▶ **PROBLEM DESCRIPTION**: Render every line of the items below as a Markdown table with the columns Number and Line, skipping blank lines and leaving the pictures out.

▶ **Stored data**:
==================================================
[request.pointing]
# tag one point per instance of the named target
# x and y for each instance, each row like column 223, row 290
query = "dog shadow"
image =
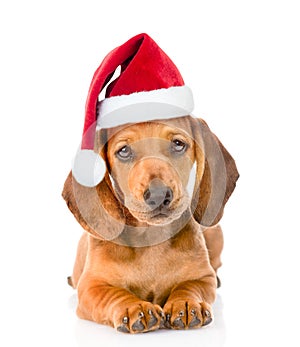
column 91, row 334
==================================================
▶ **TASK RESPONSE**:
| Number | Line |
|---|---|
| 1 | [request.pointing] |
| 2 | # tag one point per instance of the named target |
| 3 | # x and y for each instance, each row like column 223, row 290 |
| 4 | query = "dog shadow" |
| 5 | image = |
| 6 | column 91, row 334 |